The Stanley Cup champion defenseman and two season team member become the fourth and fifth players to don Ducks colors during an enshrinement-worthy career.

Pronger and Fedorov are part of a five player Hall of Fame class.
Pronger and Fedorov are part of a five player Hall of Fame class.
(Dave Sandford [Pronger], Robert Laberge [Fedorov]/Getty Images)

First it was Jari Kurri in 2001, then Adam Oates in 2012, and Scott Niedermayer in 2013. Now the Anaheim Ducks can claim five Hall of Famers in their 21 season history as Chris Pronger and Sergei Fedorov were elected to the 2015 class of the Hockey Hall of Fame. The 2007 Stanley Cup winning defenseman and two season center enter with defensemen Nicklas Lidstrom, Phil Housley, center Bill Hay, US Olympic defender Angela Ruggiero and Carolina Hurricanes owner Peter Karmanos.

Chris Pronger: Missing Piece To A Title (2006-09)

The final game in franchise history while known as the Mighty Ducks of Anaheim saw Pronger in opposing colors, celebrating a trip to the Stanley Cup Final with the Edmonton Oilers after putting up five of his 21 eventual playoff points in the five game Western Conference Final victory. Yet in the offseason opportunity opened for Anaheim as the 1999-2000 Hart and Norris trophy winner requested a trade, and the Ducks were a willing suitor parting with Joffrey Lupul, Ladislav Smid, Anaheim's 2007 first round pick, a conditional first round pick, and a 2008 second round pick.

_STATED EXERCISE:_ Carry on the article about Pronger and Fedorov's Hall of Fame election, picking up right after its last sentence.

A run of records
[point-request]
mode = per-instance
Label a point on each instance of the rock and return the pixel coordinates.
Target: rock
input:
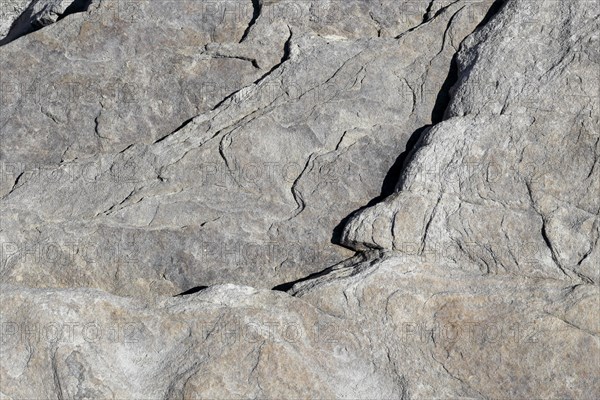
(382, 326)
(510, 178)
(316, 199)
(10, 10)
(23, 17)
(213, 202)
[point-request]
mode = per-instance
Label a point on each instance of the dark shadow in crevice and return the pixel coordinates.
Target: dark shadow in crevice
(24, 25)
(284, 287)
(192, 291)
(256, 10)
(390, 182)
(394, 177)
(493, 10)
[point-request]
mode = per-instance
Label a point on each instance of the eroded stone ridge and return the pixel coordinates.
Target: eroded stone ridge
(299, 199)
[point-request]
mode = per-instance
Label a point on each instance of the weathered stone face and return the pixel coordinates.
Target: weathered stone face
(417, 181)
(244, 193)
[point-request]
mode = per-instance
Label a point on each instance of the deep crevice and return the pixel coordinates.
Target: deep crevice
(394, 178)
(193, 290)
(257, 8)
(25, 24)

---

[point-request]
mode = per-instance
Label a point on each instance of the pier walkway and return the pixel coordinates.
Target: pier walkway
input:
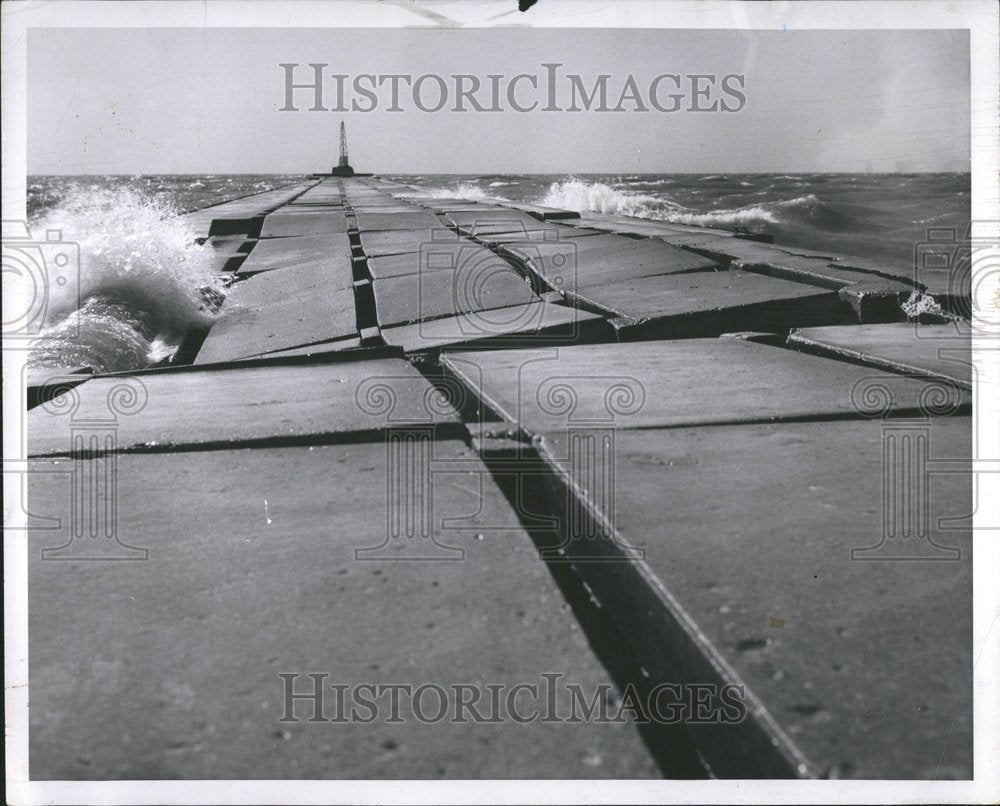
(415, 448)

_THE OUTPUT:_
Pronger's impact was immediate. Anaheim vaulted into the discussion of legitimate Stanley Cup contender status thanks in large part to a defense corps including the new acquisition, Niedermayer, Francois Beauchemin, and Sean O'Donnell. With Pronger and Niedermayer each averaging over 27 minutes of ice time the Ducks roared to the best start in franchise history, and went on to win the Pacific Division for the first time. He finished fifth on the team in scoring during the regular season, and during the playoffs tied with Corey Perry and Teemu Selanne for second in points while leading the squad in assists.

After Anaheim claimed the Stanley Cup in 2007 Pronger entered the next season as seventh captain in team history, wearing the 'C' as Niedermayer debated retirement well in to the early season. Again he produced near the top of the team in scoring, finishing fourth and leading all defensemen in the regular season, and tying Ryan Getzlaf for the playoff point scoring lead in the six game first round defeat to Dallas. In his final season with the Ducks he finished the regular season sixth in scoring on the team, and third during the playoffs. Over his final two years in Anaheim Pronger lead the team in average time on ice for both the regular season and playoffs.

The end of Pronger's tenure in Orange County came after the 2009 playoffs that saw the Ducks eliminate the Presidents Trophy winning San Jose Sharks, when he was dealt to the Philadelphia Flyers in late June for a returning Lupul, Luca Sbisa, two first round draft picks and a conditional third round pick. Though Pronger's career regular season appearances for the Ducks currently slot him 15th all time in franchise history amongst defenseman, he is currently tied with Cam Fowler for fourth amongst defensemen in points while sitting fifth in both goals and assists. For franchise playoff history he's the all time leading scoring amongst defensemen, tops in assists and tied for second in goals, while also tied for second amongst defenders in penalty minutes.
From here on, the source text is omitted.